• [Exercise brief]
Would you set down every entry again, exactly as written?

• [Stored data]

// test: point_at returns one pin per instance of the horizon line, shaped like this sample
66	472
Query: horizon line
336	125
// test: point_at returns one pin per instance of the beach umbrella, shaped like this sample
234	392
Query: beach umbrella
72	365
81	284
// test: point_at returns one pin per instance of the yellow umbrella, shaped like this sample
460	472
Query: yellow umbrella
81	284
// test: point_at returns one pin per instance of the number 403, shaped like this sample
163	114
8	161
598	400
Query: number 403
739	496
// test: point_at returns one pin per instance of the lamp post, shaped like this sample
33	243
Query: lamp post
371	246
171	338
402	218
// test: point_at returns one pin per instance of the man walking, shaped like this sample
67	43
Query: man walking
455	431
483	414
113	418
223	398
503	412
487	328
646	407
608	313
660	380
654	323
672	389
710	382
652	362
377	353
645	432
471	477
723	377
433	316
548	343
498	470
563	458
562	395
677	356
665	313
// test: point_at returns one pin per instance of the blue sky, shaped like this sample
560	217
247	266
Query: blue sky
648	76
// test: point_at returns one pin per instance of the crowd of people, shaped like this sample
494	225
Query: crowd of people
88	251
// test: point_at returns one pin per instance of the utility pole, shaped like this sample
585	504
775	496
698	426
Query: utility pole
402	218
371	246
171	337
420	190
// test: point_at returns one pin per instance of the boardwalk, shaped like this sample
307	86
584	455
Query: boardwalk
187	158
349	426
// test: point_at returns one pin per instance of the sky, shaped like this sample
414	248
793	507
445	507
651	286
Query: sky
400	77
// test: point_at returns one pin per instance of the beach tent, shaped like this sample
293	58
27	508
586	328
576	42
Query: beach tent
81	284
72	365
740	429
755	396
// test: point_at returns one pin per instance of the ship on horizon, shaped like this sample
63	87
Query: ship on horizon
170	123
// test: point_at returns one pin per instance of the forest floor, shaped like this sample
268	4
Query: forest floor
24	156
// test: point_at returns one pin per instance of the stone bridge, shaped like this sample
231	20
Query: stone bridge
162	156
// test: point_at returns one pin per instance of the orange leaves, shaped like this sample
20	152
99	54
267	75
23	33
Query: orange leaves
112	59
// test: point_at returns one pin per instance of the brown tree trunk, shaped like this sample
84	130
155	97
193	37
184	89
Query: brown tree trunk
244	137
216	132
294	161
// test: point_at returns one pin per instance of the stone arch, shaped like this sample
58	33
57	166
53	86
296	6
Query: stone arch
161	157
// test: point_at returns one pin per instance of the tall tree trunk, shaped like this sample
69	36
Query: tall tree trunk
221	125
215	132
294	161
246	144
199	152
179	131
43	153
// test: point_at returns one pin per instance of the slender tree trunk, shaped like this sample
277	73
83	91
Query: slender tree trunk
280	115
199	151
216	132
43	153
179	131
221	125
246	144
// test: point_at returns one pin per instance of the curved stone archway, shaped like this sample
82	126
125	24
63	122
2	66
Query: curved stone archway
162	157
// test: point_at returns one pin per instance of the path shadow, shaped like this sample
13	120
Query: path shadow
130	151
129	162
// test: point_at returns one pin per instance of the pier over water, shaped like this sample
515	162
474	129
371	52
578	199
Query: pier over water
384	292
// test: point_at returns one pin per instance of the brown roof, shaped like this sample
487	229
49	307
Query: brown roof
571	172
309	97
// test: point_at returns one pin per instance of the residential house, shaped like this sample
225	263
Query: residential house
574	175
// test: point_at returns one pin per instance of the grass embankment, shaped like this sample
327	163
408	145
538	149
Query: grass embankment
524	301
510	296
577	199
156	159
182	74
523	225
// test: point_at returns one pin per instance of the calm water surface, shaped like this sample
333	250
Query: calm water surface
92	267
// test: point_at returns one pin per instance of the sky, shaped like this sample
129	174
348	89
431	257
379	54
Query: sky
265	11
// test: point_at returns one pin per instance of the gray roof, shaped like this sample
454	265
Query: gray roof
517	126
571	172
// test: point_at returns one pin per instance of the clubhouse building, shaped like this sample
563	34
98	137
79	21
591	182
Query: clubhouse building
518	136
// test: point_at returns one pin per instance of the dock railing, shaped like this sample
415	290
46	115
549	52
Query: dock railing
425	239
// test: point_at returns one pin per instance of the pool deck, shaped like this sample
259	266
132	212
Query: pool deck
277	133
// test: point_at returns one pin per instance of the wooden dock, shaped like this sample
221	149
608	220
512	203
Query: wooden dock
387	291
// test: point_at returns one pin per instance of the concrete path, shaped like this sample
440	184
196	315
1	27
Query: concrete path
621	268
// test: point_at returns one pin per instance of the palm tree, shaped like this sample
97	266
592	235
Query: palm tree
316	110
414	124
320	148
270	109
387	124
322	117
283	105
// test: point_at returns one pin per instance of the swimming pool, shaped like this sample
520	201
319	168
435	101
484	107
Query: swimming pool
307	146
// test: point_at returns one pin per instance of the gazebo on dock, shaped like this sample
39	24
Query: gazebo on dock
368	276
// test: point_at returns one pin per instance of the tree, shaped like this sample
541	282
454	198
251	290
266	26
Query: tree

• [Solution to the problem]
// test: point_at returns one pin per instance of the horizon line, shaped like this sample
66	472
Query: horizon line
336	125
// test: point_at returns one pin per instance of the beach umbrella, shaped like this sample
234	392
Query: beach umbrella
72	365
81	284
// test: point_at returns one pin per instance of the yellow umbrella, shaped like this sample
460	472
Query: yellow umbrella
81	284
// test: point_at returns one pin per instance of the number 403, shaped like this sample
163	114
8	161
598	400
Query: number 403
739	496
// test: point_at returns one pin per instance of the lamp post, shaped like this sample
33	243
Query: lamp post
371	246
171	338
402	218
// test: point_at returns one pin per instance of the man walking, shaped like this sample
67	43
Query: man walking
455	431
483	414
113	418
223	398
503	412
487	328
646	407
608	313
660	380
654	323
672	389
710	382
652	362
377	353
645	432
471	477
723	377
433	316
548	343
498	470
563	458
562	395
677	356
665	313
// test: point_at returns one pin per instance of the blue sky, shaped like this sample
560	217
247	266
Query: blue sky
648	76
// test: point_at returns one pin per instance of the crowd of people, shaped like this sample
494	225
Query: crowd of people
88	251
// test: point_at returns one pin per instance of the utility pole, shaped like this sample
585	504
775	496
698	426
Query: utility pole
402	218
371	246
171	337
420	190
// test: point_at returns one pin per instance of the boardwalk, shaped like this sample
307	86
584	455
Query: boardwalk
187	158
349	426
// test: point_at returns one pin per instance of the sky, shaped like this sample
414	248
793	507
445	507
651	286
Query: sky
400	77
// test: point_at returns one pin per instance of the beach tent, shaped like this sample
293	58
27	508
586	328
576	42
Query: beach tent
81	284
72	365
740	429
755	396
// test: point_at returns one pin per instance of the ship on horizon, shaped like this sample
63	87
Query: ship on horizon
170	123
// test: point_at returns one pin per instance of the forest floor, shaped like this sample
268	4
Query: forest floor
24	156
// test: point_at returns one pin per instance of the stone bridge, shaped like this sample
231	20
Query: stone bridge
162	156
// test: point_at returns one pin per instance of the orange leaves, shaped like this sample
20	152
99	54
267	75
23	33
Query: orange leaves
112	59
// test: point_at returns one pin per instance of the brown tree trunk, shaped like this sample
84	130
155	97
193	37
184	89
Query: brown tree trunk
244	137
216	132
294	161
// test: point_at returns one pin per instance of the stone arch, shaped like this sample
58	33
57	166
53	86
296	6
Query: stone arch
161	157
// test: point_at returns one pin per instance of the tall tree trunk, shaped like this sample
69	36
Query: tall tree trunk
221	125
215	132
294	161
246	144
199	152
179	131
43	153
// test: point_at returns one pin per instance of the slender tree trunk, shaped like this sample
277	73
83	91
Query: slender tree trunk
280	115
199	151
216	132
43	153
179	131
221	125
246	144
// test: point_at returns one pin per instance of the curved stone archway, shaped like this sample
82	126
125	24
63	122
2	66
Query: curved stone archway
162	157
// test: point_at returns one pin per instance of the path shadow, shaped like this sample
13	120
Query: path shadow
130	151
129	162
// test: point_at returns one pin per instance of the pier over water, shaped like this sample
515	162
474	129
371	52
578	199
Query: pier over water
384	292
// test: point_at returns one pin per instance of the brown roof, shaped like this sample
487	229
49	307
Query: brown roof
571	172
309	97
// test: point_at returns one pin per instance of the residential house, shaped like this sample
225	263
Query: residential house
574	175
// test: point_at returns one pin per instance of the grass embankment, shaped like this sample
327	163
408	145
538	149
Query: grass embankment
524	301
510	296
577	199
156	159
182	74
523	225
// test: point_at returns one pin per instance of the calm water surface, shaped like this sample
333	250
Query: calm water surface
92	267
// test: point_at returns one pin per instance of the sky, shaped like this sample
129	174
348	89
431	257
379	54
Query: sky
265	11
// test: point_at returns one pin per instance of the gray roof, shaped like this sample
454	265
Query: gray roof
517	126
571	172
// test: point_at returns one pin per instance of the clubhouse building, shaped like this sample
563	34
98	137
79	21
591	182
Query: clubhouse building
518	136
// test: point_at returns one pin per instance of the dock railing, shaped like this sample
415	290
46	115
549	52
Query: dock railing
425	239
// test: point_at returns one pin per instance of the pool deck, shaped like this sample
259	266
132	212
Query: pool deck
277	133
// test: point_at returns one pin per instance of the wooden dock, shaped like this sample
221	149
608	220
512	203
Query: wooden dock
387	291
// test: point_at returns one pin per instance of the concrete path, shaped like this sample
440	184
196	315
1	27
Query: concrete path
621	268
// test: point_at returns one pin per instance of the palm tree, shaped like this sample
97	266
592	235
Query: palm tree
316	110
414	124
320	148
270	109
387	124
322	117
283	105
// test: point_at returns one pin per instance of the swimming pool, shaped like this sample
520	201
319	168
435	101
484	107
Query: swimming pool
307	146
// test: point_at returns one pin per instance of the gazebo on dock, shaped like this sample
39	24
Query: gazebo on dock
368	276
// test: point_at returns one pin per instance of the tree, shaped like this sample
541	282
454	198
251	290
266	26
Query: tree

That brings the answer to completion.